*STATED PROBLEM*: Copy out the rows word for word, everything from the line containing "target: haze over city" down to the line containing "POLYGON ((333 113, 364", with both of those lines included. Leave the pictures out of your answer.
╔══
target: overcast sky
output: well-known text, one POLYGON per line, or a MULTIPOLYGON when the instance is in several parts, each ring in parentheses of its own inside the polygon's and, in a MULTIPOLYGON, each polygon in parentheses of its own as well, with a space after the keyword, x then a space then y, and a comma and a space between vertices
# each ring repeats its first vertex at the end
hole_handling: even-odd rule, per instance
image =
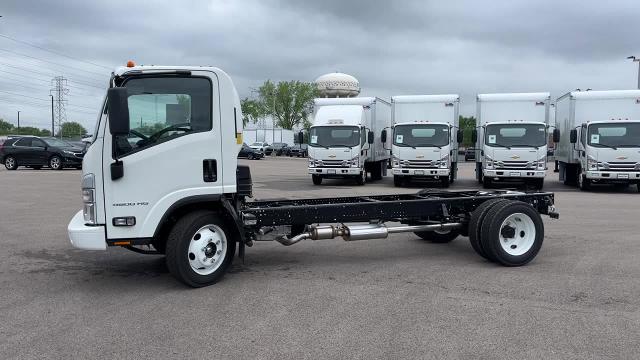
POLYGON ((640 5, 630 1, 3 0, 0 117, 50 127, 53 76, 67 119, 92 128, 111 69, 213 65, 241 96, 266 79, 354 75, 362 95, 631 89, 640 5))

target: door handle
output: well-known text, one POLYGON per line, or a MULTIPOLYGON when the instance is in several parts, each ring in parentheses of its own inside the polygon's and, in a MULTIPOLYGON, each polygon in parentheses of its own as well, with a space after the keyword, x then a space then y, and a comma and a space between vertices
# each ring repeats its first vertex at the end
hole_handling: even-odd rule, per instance
POLYGON ((215 159, 202 160, 202 180, 204 182, 218 181, 218 163, 215 159))

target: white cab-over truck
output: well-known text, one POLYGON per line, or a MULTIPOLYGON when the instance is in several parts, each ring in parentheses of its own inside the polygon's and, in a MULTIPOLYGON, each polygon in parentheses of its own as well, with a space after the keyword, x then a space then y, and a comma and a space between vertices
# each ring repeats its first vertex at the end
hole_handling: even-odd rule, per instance
POLYGON ((437 180, 448 187, 457 177, 460 96, 391 97, 393 183, 437 180))
POLYGON ((71 244, 165 255, 172 275, 199 287, 220 279, 236 249, 244 256, 246 246, 268 240, 413 232, 447 242, 464 235, 483 257, 519 266, 542 246, 540 214, 558 216, 553 194, 544 192, 249 201, 251 174, 237 159, 242 125, 238 94, 220 69, 116 69, 84 157, 83 208, 68 225, 71 244))
POLYGON ((550 94, 478 94, 476 98, 476 179, 524 181, 542 189, 547 168, 550 94))
POLYGON ((324 178, 353 178, 364 185, 387 174, 391 106, 375 97, 319 98, 309 129, 309 174, 315 185, 324 178))
POLYGON ((592 184, 640 191, 640 90, 572 91, 556 101, 560 181, 588 190, 592 184))

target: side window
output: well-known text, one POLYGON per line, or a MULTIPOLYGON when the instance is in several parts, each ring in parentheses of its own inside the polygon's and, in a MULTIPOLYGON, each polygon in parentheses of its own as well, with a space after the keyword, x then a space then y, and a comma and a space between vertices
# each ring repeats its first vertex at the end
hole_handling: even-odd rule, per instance
POLYGON ((26 146, 26 147, 31 147, 31 138, 22 138, 22 139, 18 139, 18 141, 16 141, 15 143, 13 143, 13 146, 26 146))
POLYGON ((212 128, 212 90, 206 78, 143 77, 124 86, 131 130, 115 139, 119 156, 212 128))

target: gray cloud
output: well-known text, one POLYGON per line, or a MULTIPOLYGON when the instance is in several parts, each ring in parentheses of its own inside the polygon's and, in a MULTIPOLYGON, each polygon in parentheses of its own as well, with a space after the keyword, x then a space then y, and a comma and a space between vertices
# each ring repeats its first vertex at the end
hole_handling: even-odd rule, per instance
MULTIPOLYGON (((460 93, 465 114, 478 92, 633 88, 637 68, 624 58, 640 55, 636 1, 10 0, 0 11, 0 34, 108 67, 214 65, 242 96, 265 79, 337 70, 356 76, 366 95, 460 93)), ((14 66, 0 64, 0 90, 38 99, 52 75, 68 77, 68 118, 92 125, 103 93, 93 86, 109 70, 3 38, 0 63, 14 66)), ((46 105, 0 92, 6 119, 21 110, 24 122, 46 126, 46 105)))

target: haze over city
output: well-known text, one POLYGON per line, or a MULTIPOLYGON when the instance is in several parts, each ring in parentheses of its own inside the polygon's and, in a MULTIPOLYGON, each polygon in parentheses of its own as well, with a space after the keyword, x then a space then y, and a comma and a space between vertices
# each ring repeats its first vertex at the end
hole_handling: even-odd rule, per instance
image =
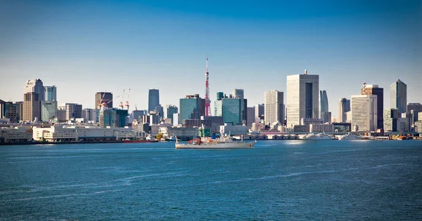
POLYGON ((333 113, 364 81, 388 100, 400 79, 408 102, 421 102, 421 3, 406 3, 4 1, 0 98, 23 100, 25 82, 41 79, 57 87, 59 103, 84 108, 98 91, 129 88, 131 109, 147 109, 148 88, 178 105, 187 94, 203 98, 207 56, 212 106, 234 88, 250 106, 268 90, 286 100, 286 76, 305 69, 319 75, 333 113))

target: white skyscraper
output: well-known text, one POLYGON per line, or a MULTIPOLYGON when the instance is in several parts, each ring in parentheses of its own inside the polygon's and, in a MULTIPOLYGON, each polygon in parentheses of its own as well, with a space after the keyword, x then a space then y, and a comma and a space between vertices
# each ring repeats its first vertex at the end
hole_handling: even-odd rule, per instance
POLYGON ((271 125, 277 121, 283 123, 283 92, 276 90, 265 91, 264 108, 265 124, 271 125))
POLYGON ((319 76, 287 76, 287 126, 300 124, 302 118, 319 118, 319 76))
POLYGON ((377 95, 352 95, 350 99, 352 131, 375 131, 377 128, 377 95))

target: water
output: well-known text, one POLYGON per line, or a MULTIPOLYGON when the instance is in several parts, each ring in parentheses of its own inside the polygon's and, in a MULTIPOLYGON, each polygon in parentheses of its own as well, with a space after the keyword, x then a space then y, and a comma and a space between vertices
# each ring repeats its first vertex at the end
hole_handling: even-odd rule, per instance
POLYGON ((421 220, 422 141, 0 146, 0 220, 421 220))

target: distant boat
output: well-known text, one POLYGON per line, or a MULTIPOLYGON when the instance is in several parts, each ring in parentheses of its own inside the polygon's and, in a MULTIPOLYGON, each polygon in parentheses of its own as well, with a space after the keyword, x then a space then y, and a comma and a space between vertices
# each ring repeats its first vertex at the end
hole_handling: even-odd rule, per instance
POLYGON ((325 133, 308 133, 303 137, 303 140, 333 140, 333 137, 331 137, 325 133))
POLYGON ((348 133, 340 136, 338 140, 362 140, 362 136, 348 133))
MULTIPOLYGON (((177 139, 177 138, 176 138, 177 139)), ((243 142, 233 140, 229 137, 216 139, 211 138, 196 138, 189 140, 187 144, 180 144, 176 140, 176 149, 252 149, 255 142, 243 142)))

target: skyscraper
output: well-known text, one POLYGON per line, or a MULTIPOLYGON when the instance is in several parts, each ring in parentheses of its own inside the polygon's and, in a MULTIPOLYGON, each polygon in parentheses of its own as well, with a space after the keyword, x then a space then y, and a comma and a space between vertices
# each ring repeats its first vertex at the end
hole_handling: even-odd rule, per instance
POLYGON ((377 129, 384 127, 384 118, 383 117, 383 110, 384 109, 384 88, 378 87, 378 85, 366 85, 364 83, 361 88, 361 95, 376 95, 377 100, 377 129))
POLYGON ((41 101, 44 100, 44 88, 41 79, 27 81, 23 95, 23 120, 41 120, 41 101))
POLYGON ((264 119, 265 124, 271 125, 276 122, 283 123, 284 119, 283 109, 283 92, 276 90, 265 91, 264 96, 264 119))
POLYGON ((287 126, 300 125, 302 118, 319 118, 319 76, 287 76, 287 126))
POLYGON ((205 114, 205 100, 200 98, 199 94, 188 95, 181 98, 179 102, 179 123, 184 119, 200 119, 205 114))
POLYGON ((57 118, 57 101, 41 100, 41 119, 48 122, 57 118))
POLYGON ((352 131, 375 131, 377 129, 377 95, 352 95, 352 131))
POLYGON ((328 113, 328 98, 327 92, 319 91, 319 118, 322 119, 324 123, 330 122, 331 121, 330 114, 328 113))
POLYGON ((337 119, 338 123, 346 123, 347 114, 346 112, 350 111, 350 100, 347 98, 340 98, 338 102, 338 109, 337 119))
MULTIPOLYGON (((102 102, 106 108, 113 108, 113 93, 110 92, 97 92, 95 94, 95 109, 101 109, 102 102)), ((98 112, 99 114, 99 112, 98 112)))
POLYGON ((46 100, 57 100, 57 88, 56 86, 44 86, 46 100))
POLYGON ((407 105, 407 86, 398 79, 390 86, 390 107, 397 108, 400 113, 406 113, 407 105))
POLYGON ((155 107, 160 105, 160 92, 158 89, 149 89, 148 93, 148 112, 155 110, 155 107))

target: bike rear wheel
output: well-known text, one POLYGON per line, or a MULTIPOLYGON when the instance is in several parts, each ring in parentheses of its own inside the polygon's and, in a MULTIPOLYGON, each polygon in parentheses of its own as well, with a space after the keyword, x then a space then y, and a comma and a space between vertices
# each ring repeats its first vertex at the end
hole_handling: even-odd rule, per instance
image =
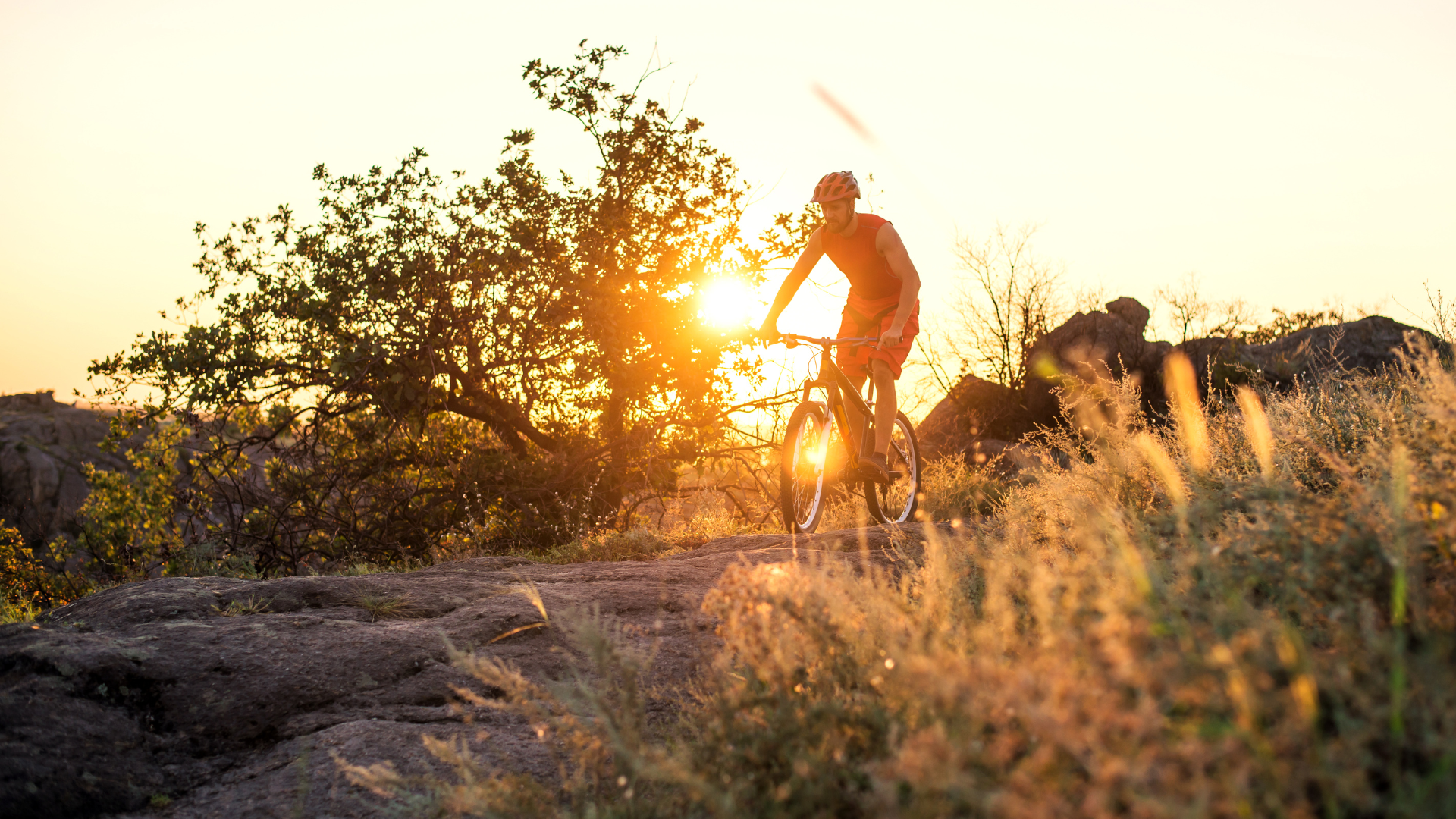
POLYGON ((824 517, 827 452, 828 424, 824 405, 799 404, 789 415, 779 466, 779 504, 783 510, 783 526, 792 535, 814 532, 824 517))
POLYGON ((890 430, 891 481, 877 484, 865 481, 865 506, 869 516, 881 523, 909 523, 920 506, 920 444, 914 437, 914 426, 904 412, 895 412, 895 424, 890 430))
╚══
*WRITTEN RESPONSE*:
target: haze over city
output: well-known text, one POLYGON per line, or a MULTIPOLYGON when the instance is in several parts, each ring in parentheses of its own inside the polygon's and, in a MULTIPOLYGON, each polygon in parentheses of its own as well, with a space after the keyword, x then a space then y, and a comma and a space between vertices
# each ring repeats its first vertex at the end
hole_handling: even-odd rule, per instance
image =
POLYGON ((333 113, 364 81, 388 100, 400 79, 408 102, 421 102, 421 3, 406 3, 4 1, 0 98, 23 100, 25 82, 41 79, 57 87, 59 103, 84 108, 98 91, 129 88, 131 109, 147 109, 148 88, 178 105, 187 94, 203 98, 207 56, 212 106, 234 88, 250 106, 268 90, 286 100, 286 76, 305 69, 319 75, 333 113))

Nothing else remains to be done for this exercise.